TEXT BLOCK:
^^^^

# Mimosa



## Guest (Dec 15, 2007)

I am looking for a Mimosa FO, I see that FNWL carries it, but they are fresh out. 

Does anyone know about any? along with Mimosa Wax? 

Thanks!


----------



## dragonfly princess (Dec 15, 2007)

http://www.wellnaturally.com/fragrance_ ... sa_fo.html


----------



## Guest (Dec 15, 2007)

I seen that one..but never heard of the company before...


----------



## Soapmaker Man (Dec 15, 2007)

They are in Canada, I think that's correct!

I did find it at 3 or 4 places using FOF this evening.  I'll look again.....

Paul....  :wink:


----------



## Soapmaker Man (Dec 15, 2007)

Here you are as cut from FOF;

*Mimosa:*

Mimosa From Nature With Love   

Mimosa K & W Specialties Ltd. "Mimosa is a tree native to Australia, also known as the Silver Wattle tree. Mimosa fragrance is somewhat like lilacs, but more heady."

^^^^

EXCERPTED RECORDS:
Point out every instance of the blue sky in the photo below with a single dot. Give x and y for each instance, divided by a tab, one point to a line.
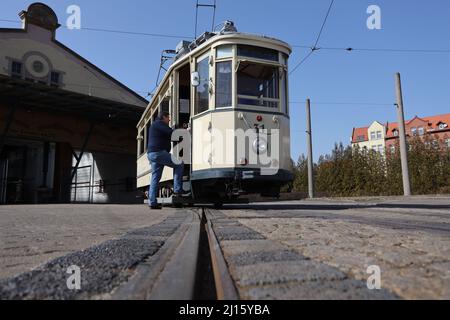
328	76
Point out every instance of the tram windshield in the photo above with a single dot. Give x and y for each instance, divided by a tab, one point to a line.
258	84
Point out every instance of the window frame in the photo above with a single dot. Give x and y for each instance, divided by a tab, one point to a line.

^^^^

TASK INSTRUCTIONS:
1/ Return everything in the Mimosa forum thread from "I am looking" down to "princess (Dec 15, 2007)".
2/ In the Mimosa forum thread, what other name is given for the Mimosa tree?
3/ Extend the Mimosa forum thread from its last post.

SOLVED TASKS:
1/
I am looking for a Mimosa FO, I see that FNWL carries it, but they are fresh out. 

Does anyone know about any? along with Mimosa Wax? 

Thanks!


----------



## dragonfly princess (Dec 15, 2007)

2/ The Silver Wattle tree.

3/
Mimosa Garden Eastward, A "Sweet floral nuances of jasmine, rose, lily of the valley and African violets." 

Mimosa Breeze Day-Star Candle & Soap Supplies "A very complex, exotic and soft feminine-floral scent with hints of warm jasmine, rosewood, musk and cedarwood."


----------



## Soapmaker Man (Dec 15, 2007)

Mimosa Wax.  Essential Oil University carries it.  Here is the direct link;

http://essentialoils.org/shop/oil/3381

Paul....  :wink:


----------



## Guest (Dec 15, 2007)

PAUL YOU ARE SUCH A SWEETHEART!
THANK YOU!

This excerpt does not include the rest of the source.